-- AUFGABE 1 --
Mit welchem Programm stellte sich im folgenden Auszug heraus, dass der gesamte Speicherbereich der Festplatte unzugeordnet sei?

--

# Festplatte verschwunden...einfach weg!



## Jack_Slater (9. September 2006)

Es ist Rätselhaft, ich bin vor 10 Minuten an den PC um etwas zu Surfen und stelle fest, dass meine kürzlich erstandene Festplatte "ST3200822A" Seagate Barracuda 7200 weg ist.
Ich wollte einem Bekannten einige meiner Fotos schicken und alle Ordner sind weg!
Daraufhin habe ich neu gestartet und die nun Platte wird im Arbeitsplatzt garnicht mehr angezeigt.
Mit Everest konnte ich Feststellen, dass sie zwar noch da ist und auch nicht sonderlich überhitzt ist - 
mit Partition Magic stellte sich dann heraus, dass der gesamte Speicherbereich unzugeordnet sei...
Ich hab dann auf die Wiederherstellung aktiviert, mit dem Resultat, dass die Platte nun wieder angezeigt wird, aber ohne irgendwelche Daten...einach weg...
Gibt es nun eine Möglichkeit, die Daten noch zu retten?

--

-- AUFGABE 2 --
Wählen Sie aus den Datensätzen unten jede Zeile aus, welche die Zeichenfolge „shovel“ enthält. Achten Sie dabei auf Groß- und Kleinschreibung.

--

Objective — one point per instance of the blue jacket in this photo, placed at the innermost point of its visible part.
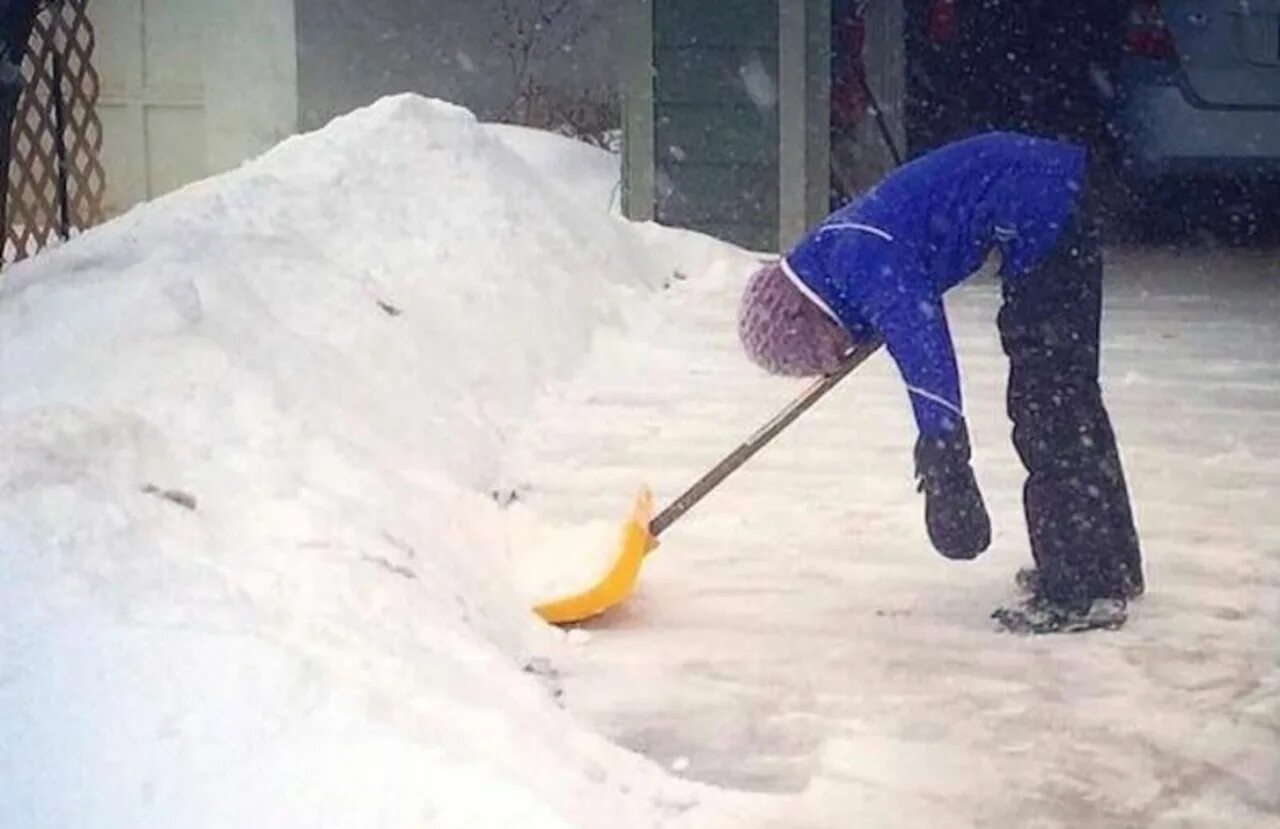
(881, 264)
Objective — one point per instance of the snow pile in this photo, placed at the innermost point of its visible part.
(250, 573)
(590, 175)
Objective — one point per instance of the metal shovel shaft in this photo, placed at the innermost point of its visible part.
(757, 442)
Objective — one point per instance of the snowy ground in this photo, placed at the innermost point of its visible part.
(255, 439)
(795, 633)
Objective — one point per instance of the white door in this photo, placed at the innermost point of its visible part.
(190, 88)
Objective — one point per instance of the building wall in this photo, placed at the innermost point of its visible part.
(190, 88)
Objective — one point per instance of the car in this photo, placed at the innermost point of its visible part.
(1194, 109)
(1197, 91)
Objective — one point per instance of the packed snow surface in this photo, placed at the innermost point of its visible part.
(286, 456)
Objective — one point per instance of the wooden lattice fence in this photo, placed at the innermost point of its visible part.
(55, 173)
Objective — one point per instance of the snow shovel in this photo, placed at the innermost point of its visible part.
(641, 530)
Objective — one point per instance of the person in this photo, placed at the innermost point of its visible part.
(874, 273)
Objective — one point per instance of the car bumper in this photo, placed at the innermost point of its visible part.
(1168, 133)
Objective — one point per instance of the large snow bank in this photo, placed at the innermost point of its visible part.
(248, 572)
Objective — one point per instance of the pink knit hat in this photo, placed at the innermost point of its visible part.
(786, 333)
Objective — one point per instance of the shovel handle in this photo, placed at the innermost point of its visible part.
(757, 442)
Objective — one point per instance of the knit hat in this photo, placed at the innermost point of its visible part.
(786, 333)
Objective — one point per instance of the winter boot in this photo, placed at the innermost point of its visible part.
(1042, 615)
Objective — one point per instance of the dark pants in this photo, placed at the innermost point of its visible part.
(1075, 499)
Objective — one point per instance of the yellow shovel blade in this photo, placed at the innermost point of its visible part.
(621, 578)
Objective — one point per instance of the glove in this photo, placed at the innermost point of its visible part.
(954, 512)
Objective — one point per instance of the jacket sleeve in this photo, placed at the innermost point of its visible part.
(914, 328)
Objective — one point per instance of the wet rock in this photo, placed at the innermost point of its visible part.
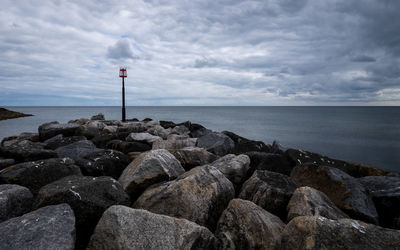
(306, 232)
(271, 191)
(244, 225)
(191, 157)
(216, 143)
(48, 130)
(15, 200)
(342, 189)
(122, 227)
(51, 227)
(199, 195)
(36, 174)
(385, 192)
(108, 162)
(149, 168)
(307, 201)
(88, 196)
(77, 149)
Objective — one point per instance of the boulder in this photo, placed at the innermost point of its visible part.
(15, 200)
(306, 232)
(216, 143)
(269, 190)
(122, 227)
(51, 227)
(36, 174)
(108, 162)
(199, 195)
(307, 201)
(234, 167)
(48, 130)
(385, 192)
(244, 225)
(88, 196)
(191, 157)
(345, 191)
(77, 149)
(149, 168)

--

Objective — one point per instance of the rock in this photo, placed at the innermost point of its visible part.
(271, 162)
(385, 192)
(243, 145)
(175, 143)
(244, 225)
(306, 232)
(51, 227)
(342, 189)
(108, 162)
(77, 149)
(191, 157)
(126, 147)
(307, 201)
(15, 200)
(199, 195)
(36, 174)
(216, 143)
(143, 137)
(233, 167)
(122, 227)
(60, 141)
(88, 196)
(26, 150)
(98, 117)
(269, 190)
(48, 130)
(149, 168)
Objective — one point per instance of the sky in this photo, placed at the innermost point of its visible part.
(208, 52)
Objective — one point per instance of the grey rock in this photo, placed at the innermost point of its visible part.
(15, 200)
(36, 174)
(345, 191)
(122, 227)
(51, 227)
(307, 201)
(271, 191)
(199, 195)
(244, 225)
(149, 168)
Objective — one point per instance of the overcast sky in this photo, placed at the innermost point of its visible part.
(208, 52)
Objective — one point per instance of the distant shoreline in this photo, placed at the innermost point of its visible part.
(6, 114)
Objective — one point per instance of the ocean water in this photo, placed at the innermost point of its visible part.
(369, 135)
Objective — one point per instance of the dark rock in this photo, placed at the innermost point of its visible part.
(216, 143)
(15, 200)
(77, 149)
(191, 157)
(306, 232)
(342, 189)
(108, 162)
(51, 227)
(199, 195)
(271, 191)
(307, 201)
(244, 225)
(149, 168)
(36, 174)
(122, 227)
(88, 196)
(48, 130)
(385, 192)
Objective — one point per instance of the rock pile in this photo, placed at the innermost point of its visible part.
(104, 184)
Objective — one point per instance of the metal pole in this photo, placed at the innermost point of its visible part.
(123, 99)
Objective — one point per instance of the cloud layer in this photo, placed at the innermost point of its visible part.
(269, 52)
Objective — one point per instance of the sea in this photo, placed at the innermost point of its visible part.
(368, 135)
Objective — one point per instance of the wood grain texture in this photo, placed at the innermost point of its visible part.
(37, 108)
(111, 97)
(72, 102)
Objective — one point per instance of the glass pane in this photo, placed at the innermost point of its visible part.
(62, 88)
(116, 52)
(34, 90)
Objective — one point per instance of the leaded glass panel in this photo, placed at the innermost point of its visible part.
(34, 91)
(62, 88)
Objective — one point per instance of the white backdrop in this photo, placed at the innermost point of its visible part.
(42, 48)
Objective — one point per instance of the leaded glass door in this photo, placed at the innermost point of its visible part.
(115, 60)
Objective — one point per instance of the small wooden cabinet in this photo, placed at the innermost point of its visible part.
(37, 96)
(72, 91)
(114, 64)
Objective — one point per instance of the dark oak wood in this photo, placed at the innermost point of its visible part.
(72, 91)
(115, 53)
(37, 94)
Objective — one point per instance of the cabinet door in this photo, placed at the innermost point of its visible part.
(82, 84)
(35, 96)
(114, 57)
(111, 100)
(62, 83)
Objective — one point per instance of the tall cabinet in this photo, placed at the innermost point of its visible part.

--

-- ENDGÜLTIGE ANTWORT 1 --
Partition Magic.

-- ENDGÜLTIGE ANTWORT 2 --
Objective — one point per instance of the metal shovel shaft in this photo, placed at the innermost point of its visible part.
Objective — one point per instance of the snow shovel in this photo, placed at the innermost point of its visible part.
Objective — one point per instance of the shovel handle in this photo, placed at the innermost point of its visible part.
Objective — one point per instance of the yellow shovel blade in this photo, placed at the innermost point of its visible part.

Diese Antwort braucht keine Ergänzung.